▶ Directions for this task:
Everything from the line containing "Locate one point per instance of the yellow" through the final line of the records must be transcribed verbatim; nothing else belongs in the result.

▶ Available data:
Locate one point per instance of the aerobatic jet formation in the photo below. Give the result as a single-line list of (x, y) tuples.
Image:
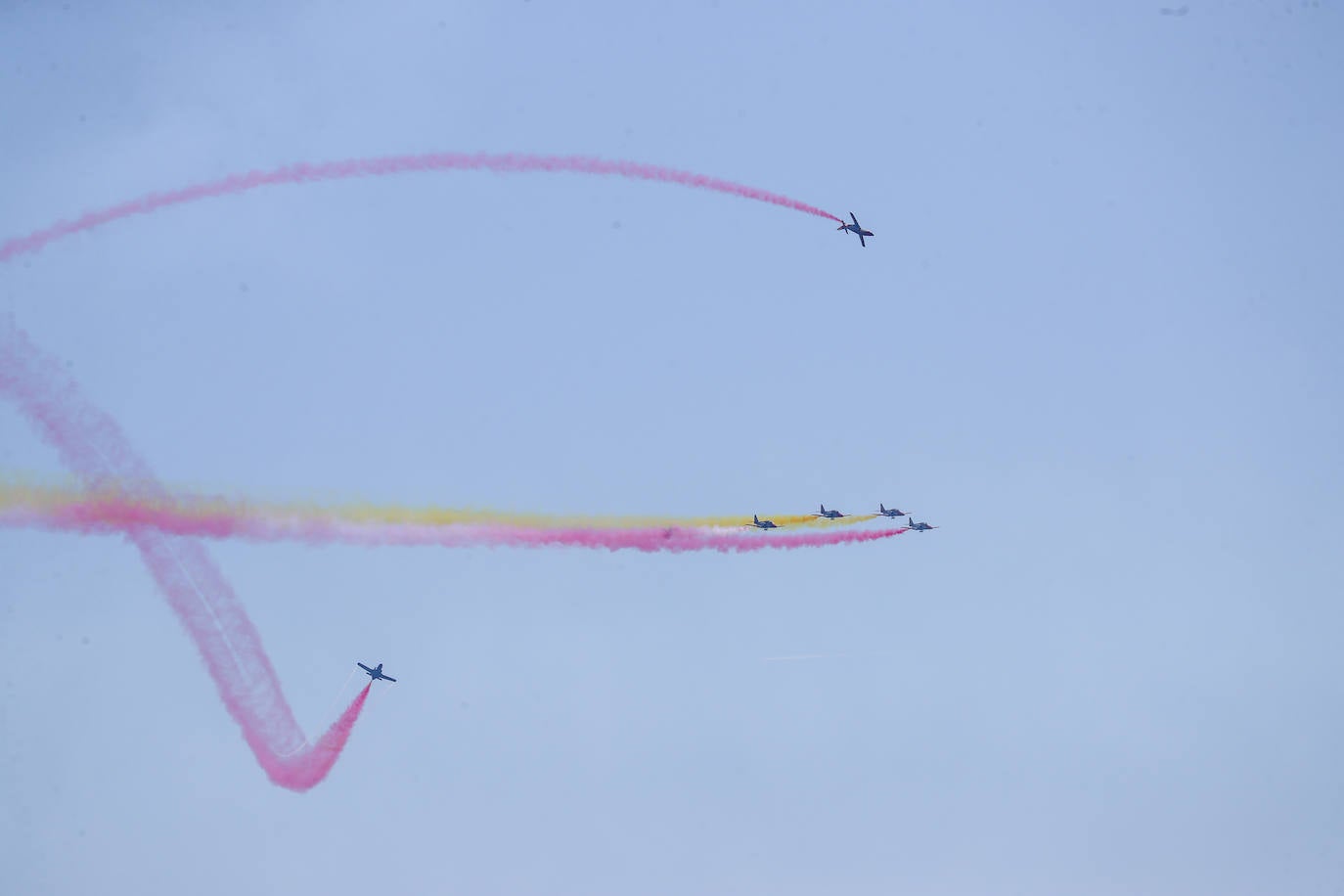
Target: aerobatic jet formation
[(856, 229), (376, 673)]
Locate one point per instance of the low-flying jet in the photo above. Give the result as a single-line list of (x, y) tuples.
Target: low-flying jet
[(855, 229), (376, 673)]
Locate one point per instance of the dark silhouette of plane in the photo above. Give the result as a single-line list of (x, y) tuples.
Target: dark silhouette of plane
[(855, 229), (376, 673)]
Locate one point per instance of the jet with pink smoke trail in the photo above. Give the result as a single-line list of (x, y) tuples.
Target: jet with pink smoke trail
[(117, 512), (94, 450), (92, 446)]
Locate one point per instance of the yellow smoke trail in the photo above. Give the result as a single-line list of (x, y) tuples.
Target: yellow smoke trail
[(18, 495)]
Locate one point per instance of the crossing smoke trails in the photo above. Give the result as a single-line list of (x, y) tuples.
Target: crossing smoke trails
[(100, 457), (221, 518), (92, 446), (380, 166)]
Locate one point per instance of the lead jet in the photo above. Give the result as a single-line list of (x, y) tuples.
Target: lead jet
[(376, 673), (856, 229)]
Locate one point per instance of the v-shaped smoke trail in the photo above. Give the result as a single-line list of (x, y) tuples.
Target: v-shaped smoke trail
[(92, 448)]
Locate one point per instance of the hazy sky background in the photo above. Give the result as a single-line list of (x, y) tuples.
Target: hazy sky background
[(1097, 337)]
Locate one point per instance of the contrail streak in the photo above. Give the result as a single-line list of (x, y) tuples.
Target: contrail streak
[(94, 450), (383, 165), (117, 510)]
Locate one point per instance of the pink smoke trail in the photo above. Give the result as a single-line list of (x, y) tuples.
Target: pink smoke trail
[(93, 448), (115, 512), (380, 166)]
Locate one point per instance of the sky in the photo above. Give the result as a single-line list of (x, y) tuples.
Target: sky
[(1095, 337)]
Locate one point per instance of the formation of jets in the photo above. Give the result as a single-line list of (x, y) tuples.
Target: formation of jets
[(757, 522)]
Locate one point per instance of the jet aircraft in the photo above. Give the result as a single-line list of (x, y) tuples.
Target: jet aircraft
[(376, 673), (856, 229)]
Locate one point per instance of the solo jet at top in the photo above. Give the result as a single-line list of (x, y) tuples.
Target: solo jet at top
[(855, 229), (376, 673)]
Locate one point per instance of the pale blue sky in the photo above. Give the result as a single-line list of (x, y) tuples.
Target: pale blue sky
[(1096, 337)]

▶ Answer to the exercise:
Locate one point per instance of the yellow smoke trail in the photo above. Give the result as a single-line list of (x, y) tuples.
Target: yellow smoke trail
[(18, 495)]
Locate one point per instance of the crossing smoke trails in the photo above. Give the result as a single-line list of (x, y) tuples.
Target: crossing smoke trails
[(100, 457), (221, 518), (92, 446), (380, 166)]
Locate one point per instance of the lead jet in the photo above. Give the result as a single-line list of (x, y) tuples.
Target: lead jet
[(376, 673), (856, 229)]
Locate one point per instance of the v-shaped smoke trail in the photo above. Give the result as a single-line list of (x, y) tuples.
Target: v-shaped smoke trail
[(92, 448)]
Locate one point per instance of the hazy sky background in the photo above. Give the result as a single-line list of (x, y) tuples.
Target: hazy sky background
[(1097, 337)]
Locate one point per instance of the contrail streak in the photo above. Give the result as a single-line list of (x, y) tuples.
Target: contrail streak
[(94, 450), (383, 165), (117, 510)]
Locate one point per instance of the pink smoke trail in the photo above. Give the result as a single-line list of (x, y) tuples.
Target: pink smoke trail
[(93, 448), (115, 512), (380, 166)]
Locate one point per instance of the sky in the photo above. Give the result as a single-line list of (x, y) tuples.
Target: sky
[(1095, 337)]
Locate one point per instance of the formation of jets in the photo above. Give the result as a single-line list of (x, y) tuples.
Target: formation of jets
[(757, 522)]
Locate one point per instance of the jet aircraft in the photo above. Give the result as a single-line list of (x, y) tuples.
Target: jet aircraft
[(376, 673), (856, 229)]
Locate one point per instance of the solo jet at top in the photo above. Give the result as a single-line list of (x, y) tuples.
Target: solo jet at top
[(855, 229), (376, 673)]
Locate one point per instance of the pale blue sky in the photo above. Give the result as a single-line list of (x, y) tuples.
Target: pale blue sky
[(1096, 337)]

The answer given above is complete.